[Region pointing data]
[Start of section]
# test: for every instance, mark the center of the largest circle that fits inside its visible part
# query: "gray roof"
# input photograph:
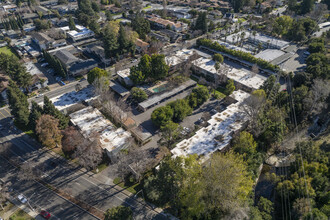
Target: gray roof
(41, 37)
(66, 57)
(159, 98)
[End of section]
[Start of section]
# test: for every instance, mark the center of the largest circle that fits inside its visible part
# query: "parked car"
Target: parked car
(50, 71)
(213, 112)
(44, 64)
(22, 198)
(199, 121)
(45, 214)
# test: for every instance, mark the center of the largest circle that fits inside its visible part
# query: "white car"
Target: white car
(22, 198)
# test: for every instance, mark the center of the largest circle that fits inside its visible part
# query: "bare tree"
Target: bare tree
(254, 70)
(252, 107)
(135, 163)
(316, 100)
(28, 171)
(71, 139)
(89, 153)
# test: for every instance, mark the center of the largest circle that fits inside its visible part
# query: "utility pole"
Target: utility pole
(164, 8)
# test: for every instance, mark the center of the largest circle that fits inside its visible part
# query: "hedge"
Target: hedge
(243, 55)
[End of section]
■ **Prompt**
Could you find each line in the entries that contains the string "query" and copy it?

■ **Response to this task**
# query: "gray roof"
# query: "parked car"
# query: "white car"
# query: "bare tree"
# query: "utility pole"
# query: "hedge"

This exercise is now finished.